== PASSAGE ==

<<<<

Mushrooms smell like fish because they contain trimethylamine, the same chemical compound responsible for the odor of seafood. Some species produce this compound naturally as part of their biology, while others develop it as they spoil. The reason behind the smell depends entirely on whether you’re dealing with a naturally pungent species or a package of button mushrooms past their prime.
The Chemical Behind the Smell
Trimethylamine (TMA) is a volatile compound that produces the characteristic smell of rotten fish, cooked crab, and shrimp. It belongs to a family of nitrogen-containing molecules called amines, which bacteria and fungi generate when they break down proteins and other nitrogen-rich organic matter. TMA is the same molecule that builds up on the surface of aging seafood, which is why the connection between mushrooms and fish strikes people so immediately.
Certain mushroom species synthesize trimethylamine on their own, without any spoilage involved. Others develop it when bacteria colonize the mushroom’s surface after harvest, degrading its tissues and releasing amines as byproducts. In both cases, the molecule is identical. Your nose can’t tell the difference between TMA from a perfectly healthy wild mushroom and TMA from a decomposing grocery store pack.
Species That Naturally Smell Like Fish
A handful of wild mushroom species are famous for their seafood-like aroma, and the best studied is the Crab Brittlegill (Russula xerampelina). Researchers analyzing the airborne chemicals rising from fresh fruiting bodies found that trimethylamine and a related compound called trimethylamine N-oxide were the only volatile substances the mushroom released. No other seafood-associated chemicals were present. The mycologist Rolf Singer noted as early as 1926 that this species smelled strongly of lobster or herring, and the connection has been confirmed repeatedly with modern lab equipment since then.
Another well-known example is the Fishy Milkcap (Lactifluus volemus), which develops a distinctive fishy odor after being picked. One field guide describes the smell as resembling “a dead shad, which anglers will tell you is probably the most malodorous freshwater fish.” The scent intensifies when the mushrooms are dried, concentrating the volatile compounds. Despite the off-putting aroma, both the Crab Brittlegill and the Fishy Milkcap are edible and commonly eaten. The smell doesn’t carry into the flavor in any significant way, though the Fishy Milkcap has a slightly granular texture that not everyone enjoys.
Why Some Species Evolved This Odor
Fungi use volatile chemicals to interact with the world around them, particularly with insects. Many mushroom species depend on flies and beetles to spread their spores, and strong odors are one of the primary tools they use to attract those visitors. Research on fungal volatiles has shown that certain species produce compounds specifically designed to lure insects closer, sometimes by mimicking the smell of food, decaying matter, or even potential mates. Once an insect lands on a mushroom and picks up spores on its body, it carries them to new locations when it flies away.

>>>>

== Data for grounding objects from natural-language descriptions ==

<<<<

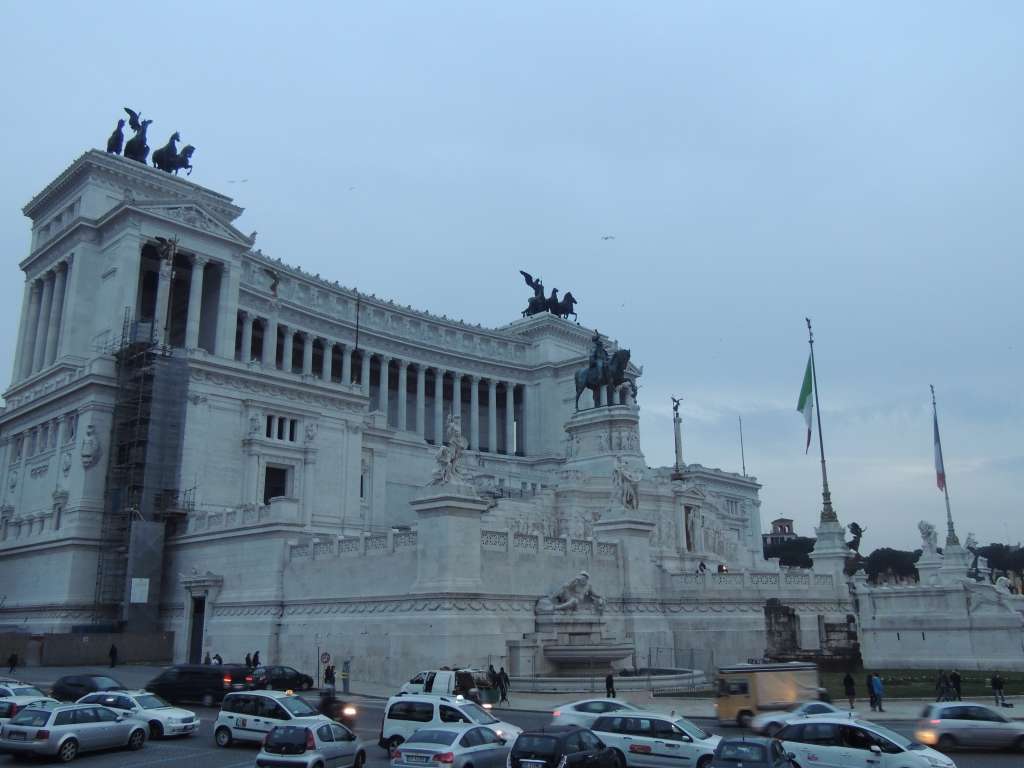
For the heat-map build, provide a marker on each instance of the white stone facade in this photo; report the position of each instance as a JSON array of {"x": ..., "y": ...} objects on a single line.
[{"x": 304, "y": 452}]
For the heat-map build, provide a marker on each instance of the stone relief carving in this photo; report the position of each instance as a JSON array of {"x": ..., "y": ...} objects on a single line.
[
  {"x": 576, "y": 595},
  {"x": 90, "y": 448}
]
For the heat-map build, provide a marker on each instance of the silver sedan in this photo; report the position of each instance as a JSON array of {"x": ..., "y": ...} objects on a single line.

>>>>

== STUDY QUESTIONS ==
[A] In the passage on fishy-smelling mushrooms, in what year did Rolf Singer note that the Crab Brittlegill smelled strongly of lobster or herring?
[B] Please carry the passage on fishy-smelling mushrooms forward from its final sentence.

== ANSWERS BY ITEM NUMBER ==
[A] 1926

[B]
Amine-rich smells like trimethylamine are particularly effective at attracting flies, which are naturally drawn to protein-rich, decomposing organic material. For a mushroom that relies on fly traffic for spore dispersal, smelling like fish is a competitive advantage rather than a flaw.
When the Smell Means Spoilage
If you’re smelling something fishy from store-bought white button, cremini, or portobello mushrooms, that’s a different situation entirely. These species should have a mild, pleasant, earthy aroma when fresh. A fishy or ammonia-like smell is a sign that bacteria have started breaking down the mushroom’s tissues, producing trimethylamine and other amines in the process.
Fresh mushrooms should feel dry to the touch but not shriveled, and button mushrooms should be light in color. As they age, they darken, develop a slimy film, and begin producing off-odors. If your mushrooms smell like fish or ammonia, they’ve gone bad and should be discarded. The bacterial colonies responsible for those smells can also produce other compounds you don’t want to eat.
Reducing the Fishy Smell in Edible Species
For wild mushrooms that are naturally fishy-smelling but perfectly safe to eat, a few kitchen techniques can help. Acid neutralizes trimethylamine through a simple chemical reaction. A squeeze of lemon juice, a splash of vinegar, or a vinegar-based marinade will break down TMA and significantly reduce the odor. This is the same trick used on seafood for exactly the same reason.
Cooking with high heat also drives off volatile amines, since trimethylamine evaporates readily. Sautéing, roasting, or grilling fishy-smelling mushrooms will release much of the TMA into the air before the dish reaches your plate. Combining heat with an acidic ingredient, like deglazing a pan with white wine after sautéing, addresses the smell from both directions at once. Soaking mushrooms briefly in milk before cooking can also help, since the casein protein in milk binds to TMA and pulls it out of the food. When you drain the milk, the bound trimethylamine goes with it.